◆ ROWS ◆

────────

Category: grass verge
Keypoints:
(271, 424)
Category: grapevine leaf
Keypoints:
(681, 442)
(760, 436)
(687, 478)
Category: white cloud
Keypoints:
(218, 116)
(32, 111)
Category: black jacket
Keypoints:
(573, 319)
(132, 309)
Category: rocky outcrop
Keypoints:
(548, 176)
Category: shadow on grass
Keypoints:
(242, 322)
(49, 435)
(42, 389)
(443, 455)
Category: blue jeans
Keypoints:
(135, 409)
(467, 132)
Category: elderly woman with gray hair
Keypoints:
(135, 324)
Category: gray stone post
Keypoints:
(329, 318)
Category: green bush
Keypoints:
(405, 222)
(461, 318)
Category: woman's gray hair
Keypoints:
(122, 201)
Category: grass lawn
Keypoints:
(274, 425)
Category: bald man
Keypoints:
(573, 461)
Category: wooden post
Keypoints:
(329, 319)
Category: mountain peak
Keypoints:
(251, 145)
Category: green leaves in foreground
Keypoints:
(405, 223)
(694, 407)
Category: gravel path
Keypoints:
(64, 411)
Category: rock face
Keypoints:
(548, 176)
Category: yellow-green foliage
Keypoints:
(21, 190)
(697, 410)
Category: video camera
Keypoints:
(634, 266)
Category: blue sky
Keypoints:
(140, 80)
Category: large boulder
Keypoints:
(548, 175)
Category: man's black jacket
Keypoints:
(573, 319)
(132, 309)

────────

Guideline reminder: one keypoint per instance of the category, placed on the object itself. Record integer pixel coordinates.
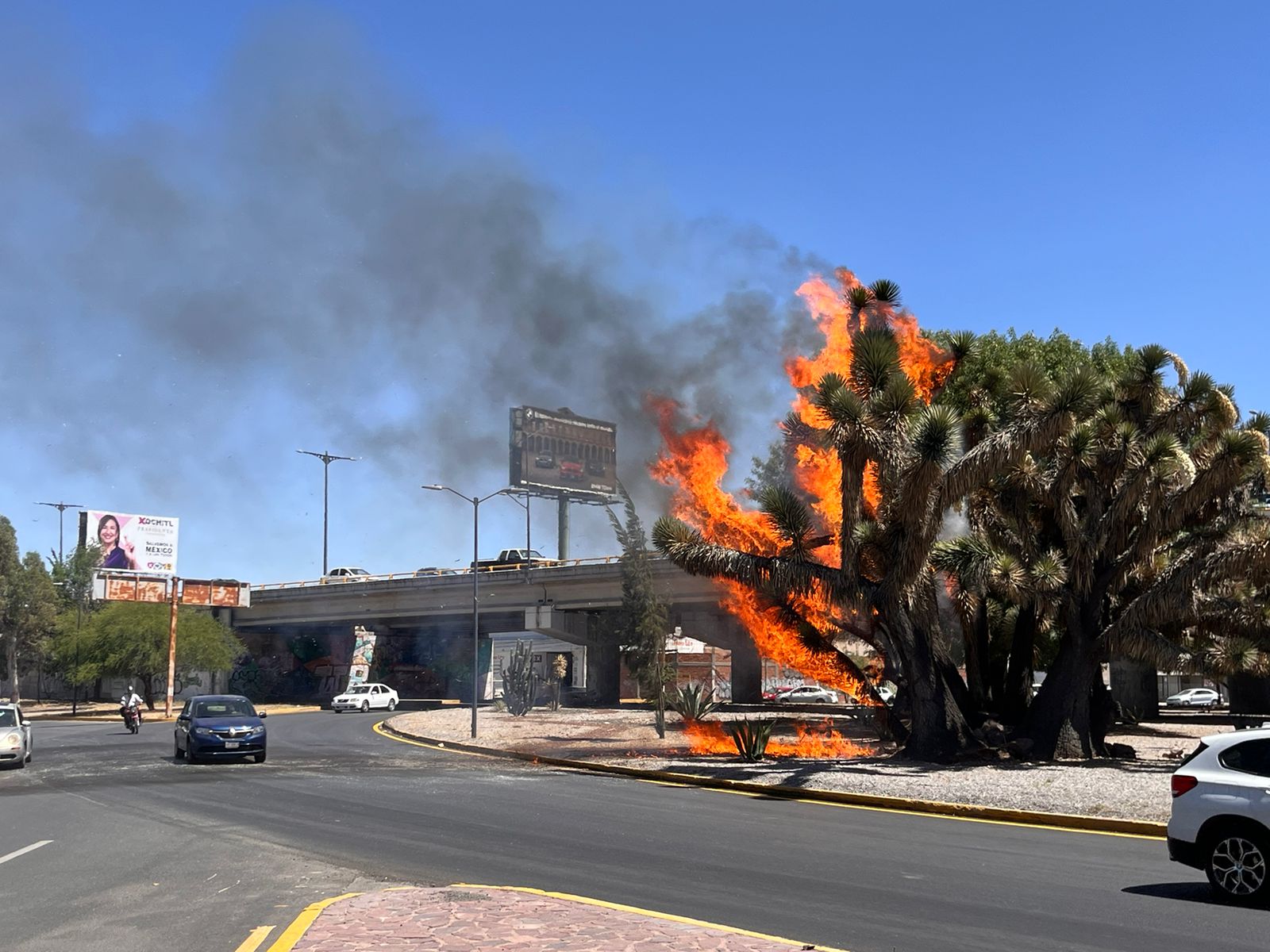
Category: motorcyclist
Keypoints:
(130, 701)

────────

Pull out every line in the rows above that contains the string "green". Matching is case-sensitive.

◆ SOLUTION TO THE PROBLEM ◆
Category: green bush
Category: green leaves in foreground
Category: yellow-green foliage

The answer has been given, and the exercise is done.